▸ Aim of the exercise
Decide whether each statement agrees with the text on perfusion reservoirs below: 1. An FVR can be used when active drainage is desired. 2. In a VAVD reservoir, the blood path is at the same pressure as the vacuum source. 3. Kinetic-assist devices detect collected air without electronic sensors. Answer yes or no for each, and quote the words of the text that settle it.

▸ Text section
- - -
Certain advantages could be realized by eliminating the use of the cardiotomy reservoir. For instance, a reduction in blood contacting surface areas, a reduction of blood to air interface, a reduction of fluid priming volume of the perfusion circuit, and elimination or reduction of the amount of blood-to-defoamer contact are all expected to improve patient outcome. Since an FVR provides a closed system (i.e., not open to atmosphere) it can achieve some of these advantages to a certain degree, but it cannot be used when active drainage is desired because of the tendency to collapse under negative pressure.
Hard shell reservoirs have been used in a closed configuration in order to implement vacuum-assisted blood collection from the patient (i.e., systems known as VAVD for Vacuum Assisted Venous Drainage). The large reservoirs generate a large blood to air interface and often use defoamer in the flow path to prevent air bubbles leaving the reservoir. In a VAVD reservoir, the blood path is continuously connected to and at the same pressure as the vacuum source. They require monitoring by the perfusionist to maintain a stable level in the reservoir by balancing blood inflow and outflow. Also known are kinetic-assist devices using a smaller chamber wherein suction for collecting blood from the patient is directly obtained from a blood pump. However, these systems require an active electronic sensor such as an ultrasonic sensor for detecting the presence of collected air and an electronically-controlled purge valve that is triggered when air is sensed. Cost and potential reliability issues associated with active sensing and purging are disadvantageous. It would be advantageous to be able to remove significant quantities of air from blood flowing at high flow rates in a passive manner (i.e., without either electronic sensors or requiring a balancing of inflow and outflow rates) and doing so whether the pressure within the system is higher or lower than atmospheric pressure.
- - -
▸ Dataset excerpt

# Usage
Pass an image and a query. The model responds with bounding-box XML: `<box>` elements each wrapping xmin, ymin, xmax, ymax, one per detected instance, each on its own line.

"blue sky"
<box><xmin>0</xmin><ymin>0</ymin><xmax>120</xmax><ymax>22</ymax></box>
- - -
▸ Response
1. No: "it cannot be used when active drainage is desired because of the tendency to collapse under negative pressure."
2. Yes: "the blood path is continuously connected to and at the same pressure as the vacuum source."
3. No: "these systems require an active electronic sensor such as an ultrasonic sensor for detecting the presence of collected air."